(Provided material Opens)
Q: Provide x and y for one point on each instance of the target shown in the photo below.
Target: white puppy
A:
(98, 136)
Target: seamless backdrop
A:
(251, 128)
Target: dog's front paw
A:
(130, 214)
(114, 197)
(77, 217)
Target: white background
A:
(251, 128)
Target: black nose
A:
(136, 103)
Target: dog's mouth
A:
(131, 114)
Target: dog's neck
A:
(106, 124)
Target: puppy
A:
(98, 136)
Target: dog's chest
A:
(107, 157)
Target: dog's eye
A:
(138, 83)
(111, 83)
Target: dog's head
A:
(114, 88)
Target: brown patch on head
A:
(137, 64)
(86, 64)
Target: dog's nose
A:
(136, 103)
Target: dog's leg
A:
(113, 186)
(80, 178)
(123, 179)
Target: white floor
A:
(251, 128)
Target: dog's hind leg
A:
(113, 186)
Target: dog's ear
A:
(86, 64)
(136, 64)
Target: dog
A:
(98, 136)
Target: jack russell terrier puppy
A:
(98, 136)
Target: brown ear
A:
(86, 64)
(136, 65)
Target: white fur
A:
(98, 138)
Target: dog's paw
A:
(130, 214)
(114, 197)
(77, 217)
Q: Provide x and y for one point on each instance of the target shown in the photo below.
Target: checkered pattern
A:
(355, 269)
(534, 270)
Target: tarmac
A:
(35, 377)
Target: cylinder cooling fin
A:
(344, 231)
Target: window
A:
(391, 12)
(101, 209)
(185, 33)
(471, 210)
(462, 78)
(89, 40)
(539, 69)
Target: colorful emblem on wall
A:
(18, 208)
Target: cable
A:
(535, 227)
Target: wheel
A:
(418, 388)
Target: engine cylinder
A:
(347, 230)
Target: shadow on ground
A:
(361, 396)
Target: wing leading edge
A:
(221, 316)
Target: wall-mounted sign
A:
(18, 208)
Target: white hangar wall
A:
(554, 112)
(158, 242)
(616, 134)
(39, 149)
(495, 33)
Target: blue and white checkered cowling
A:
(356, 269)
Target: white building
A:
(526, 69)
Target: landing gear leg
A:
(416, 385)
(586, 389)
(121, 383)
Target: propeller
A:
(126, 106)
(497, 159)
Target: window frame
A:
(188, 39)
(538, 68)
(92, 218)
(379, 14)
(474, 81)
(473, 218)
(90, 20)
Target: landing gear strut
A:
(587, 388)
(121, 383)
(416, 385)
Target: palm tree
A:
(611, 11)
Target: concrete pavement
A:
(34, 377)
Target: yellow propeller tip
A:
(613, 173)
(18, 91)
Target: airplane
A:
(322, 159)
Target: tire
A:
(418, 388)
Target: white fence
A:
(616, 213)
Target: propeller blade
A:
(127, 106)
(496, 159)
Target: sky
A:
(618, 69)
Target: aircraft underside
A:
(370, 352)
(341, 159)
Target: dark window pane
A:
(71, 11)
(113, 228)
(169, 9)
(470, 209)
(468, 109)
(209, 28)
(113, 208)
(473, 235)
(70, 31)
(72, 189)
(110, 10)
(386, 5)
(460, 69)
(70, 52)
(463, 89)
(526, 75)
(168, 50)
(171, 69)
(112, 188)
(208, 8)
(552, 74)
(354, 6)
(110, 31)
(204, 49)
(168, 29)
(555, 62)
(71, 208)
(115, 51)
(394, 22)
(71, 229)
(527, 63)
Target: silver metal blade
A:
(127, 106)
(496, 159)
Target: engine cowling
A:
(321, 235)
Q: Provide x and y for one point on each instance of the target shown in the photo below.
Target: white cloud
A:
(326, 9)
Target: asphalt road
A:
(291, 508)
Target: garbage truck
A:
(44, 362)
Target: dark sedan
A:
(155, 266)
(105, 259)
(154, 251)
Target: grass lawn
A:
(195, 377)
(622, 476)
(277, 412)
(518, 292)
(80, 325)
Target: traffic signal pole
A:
(Provided material Closes)
● Try it:
Scan the data for lines containing "gear" and copy all of them.

● Solution to this exercise:
Target: landing gear leg
Target: landing gear strut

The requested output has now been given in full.